Prosegui il testo sulle specialità enogastronomiche dei piccoli borghi italiani dal punto in cui si interrompe.

#### Testo della pagina
════════

Dei 150 ettari di terra coltivata a Moscato, sono solo 3 i vigneti scelti ogni anno per conferire a questo vino da meditazione le qualità eccezionali che lo distinguono da qualsiasi altro. Perfino la pigiatura delle uve è eseguita secondo antiche tecniche e tutto il processo di vinificazione osserva i metodi di una tradizione le cui radici si perdono nella notte dei tempi.

"Un patrimonio culinario di inestimabile valore, in gran parte nascosto tra le mura solide e antiche delle usanze locali, espressione magistrale di storie e saperi popolari ".

E poi c’è la tradizionale Treccia di mozzarella di Santa Croce del piccolo centro molisano di Magliano (CB), il Carciofo violaceo detto anche ‘scarciofeno’ coltivato a Montelupone, vicino Macerata, senza dimenticare l’Aglio di Resia e i Fagioli di Sarconi. Chi si trova a passare per un paesino della provincia cosentina chiamato Oriolo, in Calabria, non può fare a meno di assaggiare le famose Pittanghiuse preparate con l’uva passa e le verdure locali.

C’è la Mortadella di Campotosto, la cui paternità per anni è stata oggetto di diatriba tra l’omonimo comune aquilano e Amatrice, per non parlare della Toma di Gressoney, che per il piccolo borgo valdostano è valsa la nomina di presidio ‘Slowfood’ nel 2016. E come non citare qualche tipicità dell’Italia insulare, come il Cappero di Pantelleria, le Lenticchie di Ustica, il Mirto di Sardegna e il Pistacchio di Bronte.

Da nord a Sud, da Est a Ovest, la mappa delle tipicità e dei borghi italiani che possiamo a pieno titolo definire gourmet è davvero infinita. Solo il Piemonte è depositario di una tradizione che annovera ben 23 specialità DOP e IGP, tra cui alcune di provenienza esclusivamente montana.

Un patrimonio culinario di inestimabile valore, in gran parte nascosto tra le mura solide e antiche delle usanze locali, espressione magistrale di storie e saperi popolari che fanno dell’Italia il Paese con il maggior numero di produzioni enogastronomiche certificate.

La forza dei piccoli

La lista delle specialità enologiche e gastronomiche che ha reso l’Italia celebre in tutto il Mondo è estremamente lunga, ma forse non tutti sanno che il 92% delle produzioni tipiche del Bel Paese e il 79% dei vini più pregiati nascono in comuni con meno di cinquemila abitanti.

"Una ricchezza custodita fuori da circuiti turistici massificati".

════════

#### Dati registrati

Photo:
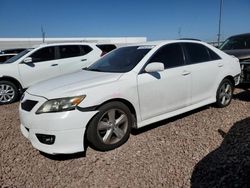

════════

#### Risultato
Una ricchezza custodita fuori da circuiti turistici massificati che la nuova Legge per la salvaguardia dei Borghi Italiani potrà forse contribuire a valorizzare come merita. Basti pensare che su 293 tipicità DOP/IGP già riconosciute dall’Unione Europea, 270 sono prodotte in piccoli centri. Nello specifico, il dato annovera:

  • 52 formaggi a denominazione protetta
  • 45 oli extravergini di oliva su 46
  • 37 dei 41 salami e prodotti a base di carne
  • 99 prodotti ortofrutticoli e cereali su 111
  • 11 prodotti di panetteria e pasticceria su 13

Questi numeri raccontano la storia di un capitale naturale, culturale, artistico e paesaggistico senza eguali, che coniuga tradizione e tecnologia in un modello di sviluppo a basso impatto sia per i territori che per le comunità residenti.

Vecchi e nuovi saperi si mescolano all’innovazione grazie al lavoro di 279 mila imprese agricole che operano nelle micro-economie locali. Ed è proprio l’impegno di queste aziende di comunità che consente di preservare le colture storiche e le tradizioni alimentari regionali più antiche, gettando al contempo le basi per nuovi modelli economici circolari che tutelano il territorio e generano ricchezza per le popolazioni.

Il modo in cui saremo in grado di salvaguardare e potenziare questa incredibile ricchezza disegnerà nuovi scenari nel futuro dei circa quattro milioni di giovani imprenditori italiani che hanno scelto di rimanere nei loro comuni di origine e contribuire al prestigio del made in italy enogastronomico nel Mondo.

Tutto questo fa dei piccoli comuni, dei piccoli territori, delle loro piccole comunità e dei piccoli imprenditori agricoli, una grandissima risorsa per l’economia italiana, oggi più che mai bisognosa di nuovi stimoli e ispirazioni.

 

Il futuro è servito

Dalla valorizzazione delle tipicità provenienti dai comuni sotto i cinquemila abitanti dipende buona parte dei miliardi di fatturato che il sistema agroalimentari nazionale genera ogni anno. Senza considerare l’effetto moltiplicatore che questo sistema può innescare su quel turismo di qualità basato sul mix cibo/ambiente/cultura. Ed è su essa che deve basarsi lo sviluppo di un sistema economico sostenibile e inclusivo.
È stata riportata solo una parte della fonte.